WRITTEN REQUEST:
Nothing in the records may be left out or altered; reproduce them all exactly.

## start

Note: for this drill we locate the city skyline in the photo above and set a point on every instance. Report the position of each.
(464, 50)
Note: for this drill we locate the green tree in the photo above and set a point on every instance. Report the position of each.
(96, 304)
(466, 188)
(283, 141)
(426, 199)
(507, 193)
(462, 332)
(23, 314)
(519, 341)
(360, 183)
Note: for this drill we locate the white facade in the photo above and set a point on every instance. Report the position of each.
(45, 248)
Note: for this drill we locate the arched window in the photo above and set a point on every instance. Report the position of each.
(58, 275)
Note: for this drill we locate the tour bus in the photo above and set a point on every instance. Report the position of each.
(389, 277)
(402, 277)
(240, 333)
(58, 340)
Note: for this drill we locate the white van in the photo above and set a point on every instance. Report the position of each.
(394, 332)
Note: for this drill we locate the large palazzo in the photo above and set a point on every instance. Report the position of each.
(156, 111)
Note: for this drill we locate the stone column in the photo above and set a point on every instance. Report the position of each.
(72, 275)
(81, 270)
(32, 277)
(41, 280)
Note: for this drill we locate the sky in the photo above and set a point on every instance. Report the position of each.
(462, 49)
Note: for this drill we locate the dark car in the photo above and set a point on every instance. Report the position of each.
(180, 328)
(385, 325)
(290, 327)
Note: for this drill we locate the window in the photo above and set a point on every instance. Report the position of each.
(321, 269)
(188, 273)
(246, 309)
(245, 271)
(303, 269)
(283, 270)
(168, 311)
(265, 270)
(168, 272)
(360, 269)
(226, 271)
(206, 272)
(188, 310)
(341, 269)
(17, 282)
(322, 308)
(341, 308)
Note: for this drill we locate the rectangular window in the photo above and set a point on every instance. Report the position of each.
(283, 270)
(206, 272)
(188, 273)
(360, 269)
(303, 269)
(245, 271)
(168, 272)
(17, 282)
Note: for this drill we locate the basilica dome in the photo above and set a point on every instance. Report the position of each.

## end

ANSWER TO THE PROBLEM:
Note: for this drill we locate the city skyline in the photo above and set a point on every instance. Report the position of each.
(464, 50)
Note: for this drill we locate the green tree in the photo above and set a point on every instance. Report the position of each.
(96, 304)
(466, 188)
(283, 141)
(426, 199)
(507, 193)
(462, 332)
(23, 314)
(519, 341)
(360, 183)
Note: for this drill we locate the white facade in the photo above and set a point on every instance. Report the position of each.
(45, 248)
Note: for this drill we locate the arched window in the photo above and set a point on every instance. Report the position of each.
(58, 275)
Note: for this drill we locate the tour bus in the photo above and set a point on every instance. Report the position of each.
(389, 277)
(402, 277)
(240, 333)
(58, 340)
Note: for this drill we locate the white van in the photo above and set a point on every instance. Report the position of each.
(394, 332)
Note: for this drill we locate the large palazzo in the photo above and set a point on every instance. Report the position of each.
(156, 111)
Note: for this drill we locate the stone column in the photo above and set a point on every instance. Report the position of each.
(72, 275)
(81, 270)
(32, 277)
(41, 280)
Note: for this drill we locate the sky in the photo above and set a point on every instance. Report the position of each.
(462, 49)
Note: for this drill we locate the dark car in the photo above and set a point on every instance. Report the position of each.
(180, 328)
(385, 325)
(290, 327)
Note: for this drill we locate the window in the photo above and set a point on every instance. Report the position of each.
(321, 269)
(188, 273)
(246, 309)
(245, 271)
(303, 269)
(283, 270)
(168, 311)
(265, 270)
(168, 272)
(360, 269)
(226, 271)
(206, 272)
(188, 310)
(341, 269)
(17, 282)
(322, 308)
(341, 308)
Note: for this drill we locate the rectangular window in the photo above and set a point on every instance. Report the position of each.
(283, 270)
(206, 272)
(188, 273)
(360, 269)
(303, 269)
(245, 271)
(168, 272)
(17, 282)
Note: for this drill we locate the basilica dome in the photo above and set a point on every instance. Report the position of each.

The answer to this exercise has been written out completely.